Input for this task>
· · ·

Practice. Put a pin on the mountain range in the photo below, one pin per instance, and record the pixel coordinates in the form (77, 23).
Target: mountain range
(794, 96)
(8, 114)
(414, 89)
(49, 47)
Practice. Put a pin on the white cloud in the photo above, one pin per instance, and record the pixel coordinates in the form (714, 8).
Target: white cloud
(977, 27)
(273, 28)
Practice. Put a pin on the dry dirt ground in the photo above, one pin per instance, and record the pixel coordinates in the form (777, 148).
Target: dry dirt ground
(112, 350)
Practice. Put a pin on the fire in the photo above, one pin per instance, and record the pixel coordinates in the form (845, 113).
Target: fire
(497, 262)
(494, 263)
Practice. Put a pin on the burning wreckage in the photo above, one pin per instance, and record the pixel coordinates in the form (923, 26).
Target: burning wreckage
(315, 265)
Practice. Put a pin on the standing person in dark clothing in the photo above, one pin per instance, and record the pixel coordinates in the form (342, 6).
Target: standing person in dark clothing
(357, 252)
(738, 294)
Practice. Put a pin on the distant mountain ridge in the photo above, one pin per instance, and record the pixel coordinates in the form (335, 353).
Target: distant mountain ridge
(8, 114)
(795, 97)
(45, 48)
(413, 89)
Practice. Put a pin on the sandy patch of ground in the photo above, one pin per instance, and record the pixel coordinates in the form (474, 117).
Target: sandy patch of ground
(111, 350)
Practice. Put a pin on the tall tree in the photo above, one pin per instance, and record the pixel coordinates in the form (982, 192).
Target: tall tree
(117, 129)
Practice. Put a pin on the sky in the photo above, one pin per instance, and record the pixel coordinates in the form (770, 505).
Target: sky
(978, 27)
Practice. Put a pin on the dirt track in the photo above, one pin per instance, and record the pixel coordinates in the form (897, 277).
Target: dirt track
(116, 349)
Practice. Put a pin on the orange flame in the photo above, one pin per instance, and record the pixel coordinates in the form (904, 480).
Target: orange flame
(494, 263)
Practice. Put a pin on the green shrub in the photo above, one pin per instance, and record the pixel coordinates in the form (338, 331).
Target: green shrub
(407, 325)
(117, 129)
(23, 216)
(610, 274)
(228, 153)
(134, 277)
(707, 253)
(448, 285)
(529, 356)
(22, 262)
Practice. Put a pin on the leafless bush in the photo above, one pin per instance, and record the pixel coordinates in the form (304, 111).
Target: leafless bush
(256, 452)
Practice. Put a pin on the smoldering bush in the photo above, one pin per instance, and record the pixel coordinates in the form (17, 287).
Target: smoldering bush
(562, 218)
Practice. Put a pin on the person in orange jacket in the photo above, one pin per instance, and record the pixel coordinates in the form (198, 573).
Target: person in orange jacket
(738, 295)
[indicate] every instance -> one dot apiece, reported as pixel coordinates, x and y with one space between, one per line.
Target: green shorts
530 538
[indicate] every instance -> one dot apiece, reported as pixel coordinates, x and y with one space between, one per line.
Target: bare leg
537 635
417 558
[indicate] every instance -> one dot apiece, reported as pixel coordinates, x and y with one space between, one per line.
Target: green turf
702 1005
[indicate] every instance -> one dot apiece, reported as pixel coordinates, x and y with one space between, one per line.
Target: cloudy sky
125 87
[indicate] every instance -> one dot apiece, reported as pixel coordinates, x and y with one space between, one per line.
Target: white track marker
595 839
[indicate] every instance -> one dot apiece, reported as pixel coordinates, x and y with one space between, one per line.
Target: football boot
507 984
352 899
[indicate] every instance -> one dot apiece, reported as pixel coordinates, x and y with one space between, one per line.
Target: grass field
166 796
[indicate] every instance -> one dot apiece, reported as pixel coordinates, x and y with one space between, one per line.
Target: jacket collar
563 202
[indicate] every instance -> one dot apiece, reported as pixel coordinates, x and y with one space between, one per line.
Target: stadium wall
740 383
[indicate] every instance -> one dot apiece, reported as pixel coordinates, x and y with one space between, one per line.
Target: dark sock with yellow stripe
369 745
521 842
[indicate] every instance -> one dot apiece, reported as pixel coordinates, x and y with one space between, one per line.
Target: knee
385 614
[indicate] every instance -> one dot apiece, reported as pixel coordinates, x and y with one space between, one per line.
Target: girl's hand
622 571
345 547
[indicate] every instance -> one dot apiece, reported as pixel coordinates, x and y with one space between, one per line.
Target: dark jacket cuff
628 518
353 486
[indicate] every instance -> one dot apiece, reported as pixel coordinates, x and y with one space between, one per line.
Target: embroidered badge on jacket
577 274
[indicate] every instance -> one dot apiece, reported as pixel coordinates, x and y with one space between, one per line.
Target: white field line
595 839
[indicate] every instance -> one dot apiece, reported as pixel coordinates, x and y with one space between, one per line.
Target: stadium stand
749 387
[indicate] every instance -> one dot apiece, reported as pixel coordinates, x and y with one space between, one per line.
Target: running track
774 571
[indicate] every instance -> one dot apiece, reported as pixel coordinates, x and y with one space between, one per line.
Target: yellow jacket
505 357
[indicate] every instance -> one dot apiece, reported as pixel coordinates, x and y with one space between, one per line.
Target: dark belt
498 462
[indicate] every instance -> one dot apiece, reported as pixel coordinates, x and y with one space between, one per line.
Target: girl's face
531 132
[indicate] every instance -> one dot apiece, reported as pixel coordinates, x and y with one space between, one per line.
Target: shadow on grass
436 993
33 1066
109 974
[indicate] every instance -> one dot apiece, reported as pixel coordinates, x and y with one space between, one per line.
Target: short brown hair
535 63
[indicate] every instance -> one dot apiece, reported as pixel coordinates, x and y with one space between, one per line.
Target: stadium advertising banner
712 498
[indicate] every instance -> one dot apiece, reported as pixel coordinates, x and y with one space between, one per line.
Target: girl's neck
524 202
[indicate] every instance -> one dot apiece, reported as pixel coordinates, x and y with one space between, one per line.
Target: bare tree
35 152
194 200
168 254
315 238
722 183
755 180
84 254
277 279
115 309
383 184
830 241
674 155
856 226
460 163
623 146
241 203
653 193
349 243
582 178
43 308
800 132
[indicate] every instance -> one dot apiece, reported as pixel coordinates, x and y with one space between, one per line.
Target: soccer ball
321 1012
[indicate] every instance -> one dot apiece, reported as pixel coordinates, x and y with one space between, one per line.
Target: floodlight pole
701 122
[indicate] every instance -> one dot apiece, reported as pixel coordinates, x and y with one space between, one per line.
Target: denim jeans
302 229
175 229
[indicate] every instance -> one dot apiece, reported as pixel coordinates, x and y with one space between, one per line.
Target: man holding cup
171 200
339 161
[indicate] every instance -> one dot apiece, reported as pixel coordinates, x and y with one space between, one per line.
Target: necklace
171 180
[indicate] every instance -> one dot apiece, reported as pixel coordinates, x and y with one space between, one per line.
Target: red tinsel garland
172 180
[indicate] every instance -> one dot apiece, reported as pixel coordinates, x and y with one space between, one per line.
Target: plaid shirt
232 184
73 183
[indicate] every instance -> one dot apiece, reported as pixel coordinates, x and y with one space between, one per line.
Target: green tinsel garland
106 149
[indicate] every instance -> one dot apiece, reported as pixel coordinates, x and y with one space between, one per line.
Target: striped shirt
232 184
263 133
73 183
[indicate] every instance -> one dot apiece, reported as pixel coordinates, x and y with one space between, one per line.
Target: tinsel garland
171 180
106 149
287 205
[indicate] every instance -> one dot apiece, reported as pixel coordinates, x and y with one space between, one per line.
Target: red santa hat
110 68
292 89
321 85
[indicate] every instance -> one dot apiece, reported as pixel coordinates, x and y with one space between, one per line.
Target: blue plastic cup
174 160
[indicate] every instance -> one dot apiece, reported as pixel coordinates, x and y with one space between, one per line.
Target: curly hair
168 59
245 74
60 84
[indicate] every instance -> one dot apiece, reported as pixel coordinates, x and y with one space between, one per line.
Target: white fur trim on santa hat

· · ·

Assignment> Output each record exactly, leaving nothing out.

Answer area>
Practice. Put a pin on the mountain range in the photo below, one pin per instance, and record the pixel coordinates in the form (77, 23).
Target: mountain range
(794, 96)
(8, 114)
(414, 89)
(49, 47)
Practice. Put a pin on the white cloud in the photo above, one pin per instance, and record the pixel coordinates in the form (714, 8).
Target: white cloud
(977, 27)
(273, 28)
Practice. Put a pin on the dry dirt ground in the photo above, one pin per instance, and record the pixel coordinates in the form (777, 148).
Target: dry dirt ground
(112, 350)
Practice. Put a pin on the fire in the photo above, one pin per instance, and record the pixel coordinates in the form (845, 113).
Target: fire
(497, 262)
(494, 263)
Practice. Put a pin on the burning wreckage in the photo above, one pin per instance, and record the pixel coordinates in the form (923, 26).
Target: burning wreckage
(315, 265)
Practice. Put a pin on the standing person in dark clothing in the photo above, one pin per instance, and record the pixel coordinates in the form (342, 6).
Target: standing person in dark clothing
(357, 252)
(738, 294)
Practice. Put a pin on the distant mountain ridge in the photo above, one pin per instance, and record the pixel coordinates in the form (335, 353).
Target: distant mountain ridge
(8, 114)
(795, 97)
(45, 48)
(413, 89)
Practice. Put a pin on the sandy patch of ground in the photo above, one pin per instance, and record the pixel coordinates in the form (474, 117).
Target: sandy patch of ground
(111, 350)
Practice. Put a pin on the tall tree in the photo above, one pin per instance, and record the pixel coordinates in the form (982, 192).
Target: tall tree
(117, 129)
Practice. Put a pin on the sky in the photo above, one pin per instance, and record the pixel coordinates in the form (770, 505).
Target: sky
(978, 27)
Practice. Put a pin on the dirt track in the photo above, one pin per instance, and record the pixel coordinates in the form (897, 277).
Target: dirt track
(116, 349)
Practice. Put a pin on the orange flame in the photo above, one pin per instance, and record the pixel coordinates in the form (904, 480).
Target: orange flame
(494, 263)
Practice. Put a pin on the green shrub in the photo above, one pin per instance, and record the pixel coordinates in the form (338, 331).
Target: green shrub
(407, 325)
(117, 129)
(23, 216)
(610, 274)
(228, 153)
(134, 277)
(707, 253)
(448, 285)
(529, 356)
(22, 262)
Practice. Put a pin on the leafless bush in the photo above, one pin per instance, and record the pixel coordinates in the form (304, 111).
Target: leafless bush
(256, 452)
Practice. Put a pin on the smoldering bush in the photo above, one pin per instance, and record the pixel coordinates in the form (17, 287).
Target: smoldering bush
(562, 218)
Practice. Put a pin on the person in orange jacket in the photo above, one pin per instance, and record the pixel coordinates in the form (198, 573).
Target: person in orange jacket
(738, 295)
[indicate] every instance -> one dot apiece, reported as pixel coordinates, x and y with one space between, one per line.
Target: green shorts
530 538
[indicate] every instance -> one dot apiece, reported as pixel coordinates, x and y with one space between, one per line.
Target: bare leg
537 635
417 558
[indicate] every instance -> one dot apiece, reported as pixel coordinates, x and y with one space between, one per line.
Target: green turf
702 1005
[indicate] every instance -> one dot apiece, reported as pixel coordinates, x and y with one space between, one per line.
Target: cloudy sky
125 87
[indicate] every instance -> one dot apiece, reported as pixel coordinates, x and y with one space between, one per line.
Target: white track marker
595 839
[indicate] every instance -> one dot apiece, reported as pixel coordinates, x and y with one space between, one per line.
Target: football boot
507 984
352 899
[indicate] every instance -> one dot apiece, reported as pixel coordinates, x and y with one space between, one per line.
Target: grass field
166 796
[indicate] every instance -> one dot apiece, reported as pixel coordinates, x and y with one space between, one per line.
Target: jacket collar
563 202
[indicate] every instance -> one dot apiece, reported as pixel coordinates, x and y with one space between, one per line.
Target: stadium wall
740 383
[indicate] every instance -> one dot apiece, reported as pixel coordinates, x and y with one space between, one per line.
Target: dark sock with yellow stripe
369 745
521 842
[indicate] every instance -> one dot apiece, reported as pixel coordinates, x and y with one space between, one per line.
Target: knee
385 614
[indicate] every instance -> one dot apiece, reported as pixel coordinates, x and y with one space between, one per line.
Target: girl's hand
622 571
345 547
[indicate] every instance -> one dot apiece, reported as pixel coordinates, x and y with one space between, one per line.
Target: dark jacket cuff
628 518
353 486
[indicate] every instance -> one dot apiece, reported as pixel coordinates, x and y with one space between, one per line.
Target: embroidered badge on jacket
577 274
[indicate] every instance -> one dot apiece, reported as pixel coordinates, x and y with one space between, one per line.
Target: white field line
595 839
[indicate] every instance -> one dot apiece, reported as pixel coordinates, x and y with one space between, one per line.
Target: stadium stand
749 387
[indicate] every instance -> one dot apiece, reported as pixel coordinates, x and y with one space between, one per line.
Target: running track
774 571
[indicate] every instance -> one dot apiece, reported as pixel coordinates, x and y with one space between, one per line.
Target: yellow jacket
505 357
[indicate] every instance -> one dot apiece, reported as pixel coordinates, x and y with one space between, one per line.
Target: dark belt
498 462
[indicate] every instance -> one dot apiece, reported as pixel coordinates, x and y with one space between, one per line.
Target: girl's face
531 132
[indicate] every instance -> one dot apiece, reported as pixel coordinates, x and y with one space between, one per line.
Target: shadow on grass
436 993
33 1066
109 974
[indicate] every instance -> one dot apiece, reported as pixel coordinates, x and y with one space between, one per line.
Target: short brown hair
535 63
[indicate] every instance -> one dot apiece, reported as pixel coordinates, x and y with one space between, one per line.
Target: stadium advertising banner
712 498
[indicate] every instance -> one dot apiece, reported as pixel coordinates, x and y with one space between, one per line.
Target: girl's neck
524 202
[indicate] every instance -> one dot apiece, reported as pixel coordinates, x and y with one space between, one per line.
Target: bare tree
35 152
194 200
168 254
315 238
722 183
755 180
84 254
277 279
115 309
383 184
830 241
674 155
856 226
460 163
623 146
241 203
653 193
349 243
582 178
43 308
800 132
[indicate] every instance -> one dot apiece, reported as pixel coordinates, x and y with one space between, one per line.
Target: soccer ball
321 1012
[indicate] every instance -> one dot apiece, reported as pixel coordinates, x and y with one space between, one per line.
Target: floodlight pole
701 122
[indicate] every instance -> one dot apiece, reported as pixel coordinates, x and y with one space between, one per line.
Target: denim jeans
302 229
175 229
[indicate] every instance -> one dot apiece, reported as pixel coordinates, x and y with one space between, one per line.
Target: man holding cup
171 200
339 161
[indicate] every instance -> one dot apiece, reported as pixel coordinates, x and y with one space between, one per line.
Target: necklace
171 180
[indicate] every instance -> one dot apiece, reported as pixel coordinates, x and y with one space between, one per line.
Target: red tinsel garland
172 180
[indicate] every instance -> one dot apiece, reported as pixel coordinates, x and y with one space between, one per line.
Target: plaid shirt
232 184
73 183
[indicate] every instance -> one dot apiece, reported as pixel coordinates, x and y with one space between, one per line.
Target: green tinsel garland
106 149
[indicate] every instance -> one dot apiece, reported as pixel coordinates, x and y with one space between, one per line.
Target: striped shirt
232 184
263 133
73 183
[indicate] every instance -> one dot apiece, reported as pixel coordinates, x and y with one space between, one per line.
Target: tinsel garland
171 180
106 149
287 205
[indicate] every instance -> one dot apiece, reported as pixel coordinates, x and y with one space between, one per line.
Target: red santa hat
110 68
292 89
321 85
[indicate] every instance -> one dot apiece, reported as pixel coordinates, x and y with one space between, one per line.
Target: blue plastic cup
174 160
[indicate] every instance -> one dot apiece, reported as pixel coordinates, x and y with one space between, one per line.
Target: curly hair
168 59
245 74
60 84
[indicate] every instance -> one dot apiece, reported as pixel coordinates, x and y with one space between, one per line.
Target: white fur trim on santa hat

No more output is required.